** Given exercise **
What do the lines say from the one containing "For every instance of the shirt" to the end of the records? Restate them word for word, and only those.
# # # # #
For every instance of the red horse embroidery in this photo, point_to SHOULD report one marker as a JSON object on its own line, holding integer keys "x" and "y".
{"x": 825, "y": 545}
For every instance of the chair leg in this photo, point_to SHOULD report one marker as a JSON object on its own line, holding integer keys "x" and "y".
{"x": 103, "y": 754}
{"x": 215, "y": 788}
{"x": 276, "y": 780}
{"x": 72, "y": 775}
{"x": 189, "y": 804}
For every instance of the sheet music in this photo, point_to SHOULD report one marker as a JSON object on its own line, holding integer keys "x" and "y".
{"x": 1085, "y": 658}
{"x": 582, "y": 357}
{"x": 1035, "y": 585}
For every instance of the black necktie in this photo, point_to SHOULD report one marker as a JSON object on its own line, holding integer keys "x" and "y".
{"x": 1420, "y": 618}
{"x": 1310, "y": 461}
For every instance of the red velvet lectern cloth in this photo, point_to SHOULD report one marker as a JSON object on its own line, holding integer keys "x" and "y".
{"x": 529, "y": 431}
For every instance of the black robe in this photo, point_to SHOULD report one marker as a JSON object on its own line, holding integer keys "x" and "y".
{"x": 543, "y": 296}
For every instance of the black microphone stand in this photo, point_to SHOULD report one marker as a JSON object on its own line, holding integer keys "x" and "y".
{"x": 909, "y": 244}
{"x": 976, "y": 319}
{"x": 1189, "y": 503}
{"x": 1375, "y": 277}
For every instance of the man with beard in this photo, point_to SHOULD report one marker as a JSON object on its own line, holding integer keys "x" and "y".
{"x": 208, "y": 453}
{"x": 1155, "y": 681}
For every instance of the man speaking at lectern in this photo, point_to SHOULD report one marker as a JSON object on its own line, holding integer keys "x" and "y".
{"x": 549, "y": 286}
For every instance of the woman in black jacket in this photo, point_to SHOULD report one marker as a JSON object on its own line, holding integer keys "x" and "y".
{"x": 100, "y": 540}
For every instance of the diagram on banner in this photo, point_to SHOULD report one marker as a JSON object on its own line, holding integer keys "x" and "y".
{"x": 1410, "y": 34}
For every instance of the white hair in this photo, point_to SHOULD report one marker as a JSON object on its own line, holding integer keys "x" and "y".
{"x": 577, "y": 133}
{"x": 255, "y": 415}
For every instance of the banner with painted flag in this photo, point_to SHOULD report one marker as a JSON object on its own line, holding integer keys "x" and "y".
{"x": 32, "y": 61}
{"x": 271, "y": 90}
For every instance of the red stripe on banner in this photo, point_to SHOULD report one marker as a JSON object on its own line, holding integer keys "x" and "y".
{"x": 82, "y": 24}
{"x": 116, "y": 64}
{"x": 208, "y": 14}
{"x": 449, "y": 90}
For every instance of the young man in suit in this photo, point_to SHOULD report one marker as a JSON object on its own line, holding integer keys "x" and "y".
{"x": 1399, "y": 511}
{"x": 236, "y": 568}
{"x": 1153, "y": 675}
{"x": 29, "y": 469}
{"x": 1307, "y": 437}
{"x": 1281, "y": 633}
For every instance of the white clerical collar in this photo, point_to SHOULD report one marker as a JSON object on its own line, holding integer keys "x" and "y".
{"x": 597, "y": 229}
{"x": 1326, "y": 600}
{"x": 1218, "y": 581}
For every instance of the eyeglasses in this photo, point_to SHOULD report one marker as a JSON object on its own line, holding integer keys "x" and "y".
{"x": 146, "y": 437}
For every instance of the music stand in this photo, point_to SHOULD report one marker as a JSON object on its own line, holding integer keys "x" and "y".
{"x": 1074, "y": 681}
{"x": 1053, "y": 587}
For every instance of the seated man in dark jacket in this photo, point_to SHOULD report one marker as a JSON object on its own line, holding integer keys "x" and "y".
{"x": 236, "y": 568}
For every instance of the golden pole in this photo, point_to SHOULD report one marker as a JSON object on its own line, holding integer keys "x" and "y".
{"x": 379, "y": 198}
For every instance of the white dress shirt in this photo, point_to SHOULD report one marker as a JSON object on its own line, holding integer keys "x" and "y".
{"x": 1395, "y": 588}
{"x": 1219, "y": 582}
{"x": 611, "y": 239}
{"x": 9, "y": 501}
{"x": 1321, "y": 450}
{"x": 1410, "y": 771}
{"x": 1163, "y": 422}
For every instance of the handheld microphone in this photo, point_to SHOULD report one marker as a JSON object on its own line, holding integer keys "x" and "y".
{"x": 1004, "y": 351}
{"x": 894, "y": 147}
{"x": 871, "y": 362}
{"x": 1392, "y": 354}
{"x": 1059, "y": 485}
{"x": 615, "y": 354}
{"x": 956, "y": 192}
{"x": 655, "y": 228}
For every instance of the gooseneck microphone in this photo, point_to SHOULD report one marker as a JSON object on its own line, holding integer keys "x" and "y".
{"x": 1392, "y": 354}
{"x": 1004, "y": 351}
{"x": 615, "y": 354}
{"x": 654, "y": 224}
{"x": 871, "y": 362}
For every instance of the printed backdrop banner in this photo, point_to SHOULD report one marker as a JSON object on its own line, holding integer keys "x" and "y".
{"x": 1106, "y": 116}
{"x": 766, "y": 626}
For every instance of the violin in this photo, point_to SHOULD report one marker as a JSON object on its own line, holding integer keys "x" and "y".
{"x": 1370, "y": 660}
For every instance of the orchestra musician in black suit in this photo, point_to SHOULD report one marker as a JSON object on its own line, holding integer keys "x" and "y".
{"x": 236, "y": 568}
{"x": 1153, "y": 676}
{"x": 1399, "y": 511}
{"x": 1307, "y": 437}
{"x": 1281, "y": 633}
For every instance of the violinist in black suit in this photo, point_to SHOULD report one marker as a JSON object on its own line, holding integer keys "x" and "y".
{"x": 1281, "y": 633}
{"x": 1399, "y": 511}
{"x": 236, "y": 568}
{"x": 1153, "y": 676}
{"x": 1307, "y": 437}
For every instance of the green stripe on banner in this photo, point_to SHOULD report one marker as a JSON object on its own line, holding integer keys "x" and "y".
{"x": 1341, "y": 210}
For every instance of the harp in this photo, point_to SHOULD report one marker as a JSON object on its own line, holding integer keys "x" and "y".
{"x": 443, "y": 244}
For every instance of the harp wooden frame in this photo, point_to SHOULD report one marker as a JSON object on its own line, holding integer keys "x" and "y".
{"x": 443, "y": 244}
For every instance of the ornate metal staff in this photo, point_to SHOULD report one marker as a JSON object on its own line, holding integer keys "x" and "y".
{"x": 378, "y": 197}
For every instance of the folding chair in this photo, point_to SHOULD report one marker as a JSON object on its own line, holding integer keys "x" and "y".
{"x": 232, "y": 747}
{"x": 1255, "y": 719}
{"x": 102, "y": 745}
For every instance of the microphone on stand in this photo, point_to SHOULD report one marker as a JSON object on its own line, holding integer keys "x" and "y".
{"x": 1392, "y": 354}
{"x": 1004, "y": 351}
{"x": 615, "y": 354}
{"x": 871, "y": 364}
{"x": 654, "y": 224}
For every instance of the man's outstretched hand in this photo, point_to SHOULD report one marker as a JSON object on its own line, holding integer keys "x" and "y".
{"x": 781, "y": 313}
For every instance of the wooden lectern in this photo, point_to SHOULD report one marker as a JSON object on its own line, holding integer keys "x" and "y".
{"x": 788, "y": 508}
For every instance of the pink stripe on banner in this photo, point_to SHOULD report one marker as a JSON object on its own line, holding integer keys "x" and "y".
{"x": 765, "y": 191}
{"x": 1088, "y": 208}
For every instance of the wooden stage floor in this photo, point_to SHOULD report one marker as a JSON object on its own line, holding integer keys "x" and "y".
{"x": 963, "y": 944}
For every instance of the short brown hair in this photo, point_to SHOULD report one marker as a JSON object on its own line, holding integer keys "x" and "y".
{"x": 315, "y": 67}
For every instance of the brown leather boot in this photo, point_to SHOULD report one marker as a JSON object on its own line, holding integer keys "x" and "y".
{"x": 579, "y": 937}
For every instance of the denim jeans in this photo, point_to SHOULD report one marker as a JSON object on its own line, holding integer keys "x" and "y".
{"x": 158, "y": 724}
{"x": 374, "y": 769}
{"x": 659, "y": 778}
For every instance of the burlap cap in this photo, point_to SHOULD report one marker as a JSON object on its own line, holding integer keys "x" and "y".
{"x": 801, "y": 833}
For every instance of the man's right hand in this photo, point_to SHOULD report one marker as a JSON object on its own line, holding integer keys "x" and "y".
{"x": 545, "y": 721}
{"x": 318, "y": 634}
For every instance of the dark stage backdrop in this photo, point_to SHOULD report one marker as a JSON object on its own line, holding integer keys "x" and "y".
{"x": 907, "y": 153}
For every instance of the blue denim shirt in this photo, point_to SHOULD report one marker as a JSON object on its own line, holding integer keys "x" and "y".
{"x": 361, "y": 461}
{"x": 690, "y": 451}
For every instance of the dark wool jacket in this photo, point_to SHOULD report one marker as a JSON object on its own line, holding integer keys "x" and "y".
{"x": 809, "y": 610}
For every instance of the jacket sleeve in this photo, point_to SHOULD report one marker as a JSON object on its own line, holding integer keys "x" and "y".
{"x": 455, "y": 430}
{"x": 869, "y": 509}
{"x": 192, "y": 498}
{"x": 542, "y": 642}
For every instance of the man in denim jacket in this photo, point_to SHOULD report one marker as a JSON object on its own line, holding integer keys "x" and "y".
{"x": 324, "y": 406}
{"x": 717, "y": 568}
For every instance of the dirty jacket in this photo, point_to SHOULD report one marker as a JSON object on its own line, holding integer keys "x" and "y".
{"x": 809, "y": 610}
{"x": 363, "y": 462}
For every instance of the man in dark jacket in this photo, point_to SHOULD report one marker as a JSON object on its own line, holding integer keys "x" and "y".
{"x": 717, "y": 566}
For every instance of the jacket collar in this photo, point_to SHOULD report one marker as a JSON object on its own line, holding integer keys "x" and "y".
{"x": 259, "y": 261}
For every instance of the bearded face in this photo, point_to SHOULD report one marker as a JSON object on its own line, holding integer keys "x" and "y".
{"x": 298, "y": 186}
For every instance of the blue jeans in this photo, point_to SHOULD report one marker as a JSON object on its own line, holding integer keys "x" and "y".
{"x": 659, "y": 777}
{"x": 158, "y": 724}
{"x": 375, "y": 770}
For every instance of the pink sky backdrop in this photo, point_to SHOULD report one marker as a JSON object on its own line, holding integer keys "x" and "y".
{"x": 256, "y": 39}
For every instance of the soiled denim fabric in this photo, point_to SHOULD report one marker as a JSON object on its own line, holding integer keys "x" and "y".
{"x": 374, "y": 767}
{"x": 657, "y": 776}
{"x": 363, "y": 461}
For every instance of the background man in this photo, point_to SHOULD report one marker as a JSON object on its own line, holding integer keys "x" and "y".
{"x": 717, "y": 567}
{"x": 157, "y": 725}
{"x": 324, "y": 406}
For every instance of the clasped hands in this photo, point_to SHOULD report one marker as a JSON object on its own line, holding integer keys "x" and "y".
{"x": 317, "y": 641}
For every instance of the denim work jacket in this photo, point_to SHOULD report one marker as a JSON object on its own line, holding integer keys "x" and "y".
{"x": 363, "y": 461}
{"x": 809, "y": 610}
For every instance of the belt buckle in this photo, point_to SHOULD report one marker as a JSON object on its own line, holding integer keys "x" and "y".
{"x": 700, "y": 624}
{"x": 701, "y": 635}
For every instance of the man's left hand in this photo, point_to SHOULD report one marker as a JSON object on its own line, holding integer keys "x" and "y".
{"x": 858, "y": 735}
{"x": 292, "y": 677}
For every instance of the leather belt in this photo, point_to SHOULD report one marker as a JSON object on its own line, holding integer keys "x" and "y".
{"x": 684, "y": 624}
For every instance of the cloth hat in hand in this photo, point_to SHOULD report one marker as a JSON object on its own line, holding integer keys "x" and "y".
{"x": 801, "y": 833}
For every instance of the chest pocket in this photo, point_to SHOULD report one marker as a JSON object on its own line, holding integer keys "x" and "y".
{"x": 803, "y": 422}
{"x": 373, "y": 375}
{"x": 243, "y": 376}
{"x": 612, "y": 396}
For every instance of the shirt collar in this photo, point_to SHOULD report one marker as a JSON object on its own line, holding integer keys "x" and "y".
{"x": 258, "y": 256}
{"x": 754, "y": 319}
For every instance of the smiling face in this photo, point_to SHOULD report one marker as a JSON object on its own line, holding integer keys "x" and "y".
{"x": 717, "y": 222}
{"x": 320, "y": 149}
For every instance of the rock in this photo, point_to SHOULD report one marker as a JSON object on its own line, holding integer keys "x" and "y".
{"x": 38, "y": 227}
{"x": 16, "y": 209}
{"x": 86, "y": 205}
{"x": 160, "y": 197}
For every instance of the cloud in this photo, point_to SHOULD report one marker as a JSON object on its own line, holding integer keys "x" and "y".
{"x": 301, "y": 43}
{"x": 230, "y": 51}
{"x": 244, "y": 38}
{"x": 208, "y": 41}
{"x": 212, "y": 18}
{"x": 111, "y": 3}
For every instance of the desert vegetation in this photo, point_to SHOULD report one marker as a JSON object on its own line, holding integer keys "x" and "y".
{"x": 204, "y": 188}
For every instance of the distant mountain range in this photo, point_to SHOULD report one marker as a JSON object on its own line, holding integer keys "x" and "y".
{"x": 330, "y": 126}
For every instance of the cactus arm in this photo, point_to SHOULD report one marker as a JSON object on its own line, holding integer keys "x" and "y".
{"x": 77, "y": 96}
# # # # #
** Exercise answer **
For every instance of the shirt collar in this photo, point_to SHOULD report one marker as a JSON object on its own line, holding integer keys "x" and "y".
{"x": 258, "y": 256}
{"x": 754, "y": 319}
For every instance of the smiling face in this photo, point_to SHOULD report one marker as a JSON object on its own line, holding integer keys "x" and "y".
{"x": 717, "y": 222}
{"x": 320, "y": 149}
For every instance of the rock in this photo, point_to SHOULD report one marker as a JSON object on its own line, holding integer keys "x" and "y".
{"x": 38, "y": 227}
{"x": 16, "y": 209}
{"x": 86, "y": 205}
{"x": 160, "y": 197}
For every instance of the cloud in this photo, point_to SHOULD report one marker as a JSON object on its own line, holding integer keys "x" and "y".
{"x": 301, "y": 43}
{"x": 230, "y": 51}
{"x": 244, "y": 38}
{"x": 208, "y": 41}
{"x": 212, "y": 18}
{"x": 111, "y": 3}
For every instance of the desert vegetation in this photo, point_to SHOULD report one marker as a JSON object on its own line, holding integer keys "x" and "y".
{"x": 204, "y": 188}
For every instance of the distant mountain range in this photo, point_to SHOULD report one marker as a JSON object on its own line, holding integer keys "x" and "y".
{"x": 330, "y": 126}
For every instance of the cactus arm in this photo, point_to SHOULD report one marker as a JSON object on its own line, holding integer keys "x" and "y".
{"x": 77, "y": 96}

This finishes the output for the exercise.